## QUOTED TEXT
Liquidity and Capital Resources

    The following is a summary of certain financial statistics related to the
liquidity of the Company at December 31, 1997, and at June 30, 1997.

                                              December 31, 1997   June 30, 1997
                                              -----------------   -------------
Cash, cash equivalents and investments         $   2,579,000       $  2,086,000
Working capital                                $  14,855,000       $ 12,939,000
Ratio of current assets to current liabilities         2.4:1              2.1:1

    On June 30, 1995, the Company purchased substantially all the assets of
Halltown Paperboard Company, Halltown, West Virginia and financed the
acquisition by securing $28.0 million in long-term bank financing, which was
scheduled to mature in the year 2002.  However, all interest-bearing debt was
repaid during June 1997.  On June 30, 1995, the Company entered into a $7.0
million revolving line of credit.  Through December 31, 1997, no amounts were
borrowed against the credit facility which expires June 30, 1998.  Outstanding
principal amounts on the revolving credit facility bear interest at a variable
rate equal to (i) the London Interbank Offered Rate, plus an agreed margin
(ranging from 50 to 150 points), which is to be established annually based upon
the Company's coverage of fixed charges or (ii) the bank's corporate prime
rate, less 0.75%.  Under the revolving credit facility, the Company is required
to adhere to several financial covenants some of which involve working capital,
current ratio, net worth and fixed charge coverage minimums.  The Company plans
to increase its revolving line of credit limit primarily due to the ongoing
expansion at the Company's wallboard production facilities.  This project will
double the productive capacity of the facility at an estimated cost of
$26,000,000.  Management believes that cash and investments, internally
generated funds, supplemented as needed by advances under a revolving credit
facility, will be sufficient to meet the Company's short-term working capital
requirements.

## ITEMS
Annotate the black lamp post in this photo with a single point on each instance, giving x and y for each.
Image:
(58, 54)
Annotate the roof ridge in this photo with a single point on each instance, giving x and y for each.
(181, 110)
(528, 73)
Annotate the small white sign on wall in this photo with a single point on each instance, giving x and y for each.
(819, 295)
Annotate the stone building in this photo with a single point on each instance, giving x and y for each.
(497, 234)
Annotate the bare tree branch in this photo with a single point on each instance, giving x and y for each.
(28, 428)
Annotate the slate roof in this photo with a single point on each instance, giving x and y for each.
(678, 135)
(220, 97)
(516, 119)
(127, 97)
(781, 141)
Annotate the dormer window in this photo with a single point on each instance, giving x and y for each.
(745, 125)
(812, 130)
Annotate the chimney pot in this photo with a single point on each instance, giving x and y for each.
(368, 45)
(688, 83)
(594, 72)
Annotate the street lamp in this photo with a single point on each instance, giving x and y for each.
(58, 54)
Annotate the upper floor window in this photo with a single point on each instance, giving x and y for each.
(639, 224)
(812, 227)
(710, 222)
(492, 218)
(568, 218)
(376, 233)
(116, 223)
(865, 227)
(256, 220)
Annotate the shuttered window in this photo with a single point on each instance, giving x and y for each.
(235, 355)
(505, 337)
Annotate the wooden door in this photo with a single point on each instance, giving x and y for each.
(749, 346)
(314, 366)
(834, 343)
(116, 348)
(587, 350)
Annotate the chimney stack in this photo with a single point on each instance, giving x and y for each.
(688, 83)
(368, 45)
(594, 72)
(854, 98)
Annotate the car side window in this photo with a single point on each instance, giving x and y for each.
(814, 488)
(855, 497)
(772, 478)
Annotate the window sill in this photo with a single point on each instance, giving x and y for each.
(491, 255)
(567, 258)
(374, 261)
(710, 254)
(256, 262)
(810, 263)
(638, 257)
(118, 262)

## PROMPT 1
In the Liquidity and Capital Resources text, what is the estimated cost of the project to double the wallboard facility's productive capacity?
## PROMPT 2
Transcribe the Liquidity and Capital Resources text from "Liquidity and Capital" to "June 30, 1997.".

## FULL OUTPUT 1
$26,000,000

## FULL OUTPUT 2
Liquidity and Capital Resources

    The following is a summary of certain financial statistics related to the
liquidity of the Company at December 31, 1997, and at June 30, 1997.